> GIVEN DATA
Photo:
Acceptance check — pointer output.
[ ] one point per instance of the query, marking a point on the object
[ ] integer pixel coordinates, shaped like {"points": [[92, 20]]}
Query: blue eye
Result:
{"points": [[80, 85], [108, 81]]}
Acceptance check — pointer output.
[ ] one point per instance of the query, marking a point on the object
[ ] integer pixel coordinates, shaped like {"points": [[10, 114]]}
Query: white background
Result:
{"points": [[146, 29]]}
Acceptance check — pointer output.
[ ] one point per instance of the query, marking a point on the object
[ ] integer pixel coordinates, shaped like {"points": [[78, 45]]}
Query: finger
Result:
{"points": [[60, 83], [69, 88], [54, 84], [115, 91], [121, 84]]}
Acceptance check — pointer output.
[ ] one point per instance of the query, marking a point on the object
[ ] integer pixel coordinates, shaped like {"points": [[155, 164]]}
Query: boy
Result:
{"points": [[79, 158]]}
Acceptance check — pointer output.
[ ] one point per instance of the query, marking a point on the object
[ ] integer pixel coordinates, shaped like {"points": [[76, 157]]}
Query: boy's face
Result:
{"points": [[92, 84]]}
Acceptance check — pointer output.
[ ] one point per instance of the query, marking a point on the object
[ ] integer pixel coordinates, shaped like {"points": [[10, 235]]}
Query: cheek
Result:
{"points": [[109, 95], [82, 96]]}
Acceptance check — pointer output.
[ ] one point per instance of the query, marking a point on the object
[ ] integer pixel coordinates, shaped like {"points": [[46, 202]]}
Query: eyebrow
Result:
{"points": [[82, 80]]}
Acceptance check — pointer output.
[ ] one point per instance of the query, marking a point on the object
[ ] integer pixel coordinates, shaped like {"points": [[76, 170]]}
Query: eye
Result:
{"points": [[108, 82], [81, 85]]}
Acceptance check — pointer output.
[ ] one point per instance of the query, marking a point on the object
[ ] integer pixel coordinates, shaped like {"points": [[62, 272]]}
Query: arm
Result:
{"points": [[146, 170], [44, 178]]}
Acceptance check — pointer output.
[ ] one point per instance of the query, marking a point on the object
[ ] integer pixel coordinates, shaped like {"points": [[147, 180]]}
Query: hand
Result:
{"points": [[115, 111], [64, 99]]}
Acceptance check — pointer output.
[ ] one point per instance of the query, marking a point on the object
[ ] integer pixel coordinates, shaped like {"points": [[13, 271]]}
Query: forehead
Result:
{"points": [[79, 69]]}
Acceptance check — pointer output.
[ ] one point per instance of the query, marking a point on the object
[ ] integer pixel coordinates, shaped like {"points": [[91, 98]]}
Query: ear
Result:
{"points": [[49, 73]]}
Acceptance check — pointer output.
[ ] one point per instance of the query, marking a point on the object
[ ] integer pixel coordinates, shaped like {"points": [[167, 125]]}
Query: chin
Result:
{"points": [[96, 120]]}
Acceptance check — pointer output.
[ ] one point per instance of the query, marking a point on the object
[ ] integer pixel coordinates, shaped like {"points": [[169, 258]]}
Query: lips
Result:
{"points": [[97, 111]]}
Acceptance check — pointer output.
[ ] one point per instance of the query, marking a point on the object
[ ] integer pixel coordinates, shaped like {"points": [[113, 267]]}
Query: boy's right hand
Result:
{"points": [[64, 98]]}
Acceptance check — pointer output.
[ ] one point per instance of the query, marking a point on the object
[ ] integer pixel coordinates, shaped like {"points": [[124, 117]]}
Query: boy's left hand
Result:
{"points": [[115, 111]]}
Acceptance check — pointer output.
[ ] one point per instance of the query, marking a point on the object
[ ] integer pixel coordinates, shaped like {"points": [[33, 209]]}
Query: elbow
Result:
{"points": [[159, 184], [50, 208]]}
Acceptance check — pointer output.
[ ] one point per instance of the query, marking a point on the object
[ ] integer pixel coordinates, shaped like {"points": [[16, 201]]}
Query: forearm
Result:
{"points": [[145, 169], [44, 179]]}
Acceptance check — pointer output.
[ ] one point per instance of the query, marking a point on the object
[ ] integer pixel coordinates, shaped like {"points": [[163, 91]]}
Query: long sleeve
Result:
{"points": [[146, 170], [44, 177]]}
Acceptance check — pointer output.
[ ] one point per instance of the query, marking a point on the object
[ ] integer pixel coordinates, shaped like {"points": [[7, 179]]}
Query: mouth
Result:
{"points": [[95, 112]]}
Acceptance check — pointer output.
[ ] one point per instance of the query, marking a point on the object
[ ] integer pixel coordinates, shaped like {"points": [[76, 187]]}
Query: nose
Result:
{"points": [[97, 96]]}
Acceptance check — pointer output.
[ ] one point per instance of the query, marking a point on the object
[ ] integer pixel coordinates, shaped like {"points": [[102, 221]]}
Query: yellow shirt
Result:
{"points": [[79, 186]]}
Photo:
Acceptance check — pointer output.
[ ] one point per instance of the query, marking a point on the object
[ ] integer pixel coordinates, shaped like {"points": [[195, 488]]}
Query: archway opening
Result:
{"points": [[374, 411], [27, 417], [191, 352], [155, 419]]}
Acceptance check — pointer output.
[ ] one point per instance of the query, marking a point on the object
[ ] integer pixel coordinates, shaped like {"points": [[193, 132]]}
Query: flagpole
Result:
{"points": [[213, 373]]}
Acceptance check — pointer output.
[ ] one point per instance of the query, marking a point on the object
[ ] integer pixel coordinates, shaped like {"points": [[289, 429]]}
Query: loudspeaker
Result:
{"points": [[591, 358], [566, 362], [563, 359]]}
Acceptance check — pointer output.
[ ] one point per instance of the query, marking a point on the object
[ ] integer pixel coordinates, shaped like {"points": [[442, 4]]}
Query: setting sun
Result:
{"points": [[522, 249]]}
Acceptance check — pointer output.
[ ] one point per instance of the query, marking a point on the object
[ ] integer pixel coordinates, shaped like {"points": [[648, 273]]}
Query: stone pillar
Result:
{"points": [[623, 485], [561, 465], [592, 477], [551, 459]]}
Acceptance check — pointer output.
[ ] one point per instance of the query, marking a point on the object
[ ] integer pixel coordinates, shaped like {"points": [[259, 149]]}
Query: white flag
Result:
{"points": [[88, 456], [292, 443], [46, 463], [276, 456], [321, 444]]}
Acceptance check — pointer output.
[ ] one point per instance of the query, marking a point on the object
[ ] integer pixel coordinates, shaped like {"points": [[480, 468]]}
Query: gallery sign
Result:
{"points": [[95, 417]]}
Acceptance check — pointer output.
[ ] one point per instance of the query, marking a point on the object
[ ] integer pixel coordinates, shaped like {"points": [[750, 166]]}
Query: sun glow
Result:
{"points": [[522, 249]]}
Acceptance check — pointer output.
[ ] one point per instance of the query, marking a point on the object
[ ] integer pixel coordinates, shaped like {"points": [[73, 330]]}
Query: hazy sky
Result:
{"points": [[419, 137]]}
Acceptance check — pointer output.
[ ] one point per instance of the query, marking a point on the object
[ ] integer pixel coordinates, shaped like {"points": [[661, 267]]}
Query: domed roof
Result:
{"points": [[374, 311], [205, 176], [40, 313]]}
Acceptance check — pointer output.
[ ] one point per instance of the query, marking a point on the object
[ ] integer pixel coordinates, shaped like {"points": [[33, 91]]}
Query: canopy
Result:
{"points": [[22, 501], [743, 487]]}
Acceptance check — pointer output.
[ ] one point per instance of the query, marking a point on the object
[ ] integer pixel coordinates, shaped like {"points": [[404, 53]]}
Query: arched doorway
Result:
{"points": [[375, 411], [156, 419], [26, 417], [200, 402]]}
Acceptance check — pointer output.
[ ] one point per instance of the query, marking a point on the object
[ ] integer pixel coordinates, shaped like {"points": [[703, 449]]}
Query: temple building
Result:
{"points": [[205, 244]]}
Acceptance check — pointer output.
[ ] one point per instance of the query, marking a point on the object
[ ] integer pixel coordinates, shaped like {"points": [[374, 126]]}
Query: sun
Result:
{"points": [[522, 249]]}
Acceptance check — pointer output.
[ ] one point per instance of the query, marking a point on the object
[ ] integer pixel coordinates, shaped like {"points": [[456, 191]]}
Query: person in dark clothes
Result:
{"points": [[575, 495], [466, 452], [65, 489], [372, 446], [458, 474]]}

> DIRECTION
Pick out every line in the data above that contains the word "white", and copy each one.

> WORKED ANSWER
Query: white background
Query: white flag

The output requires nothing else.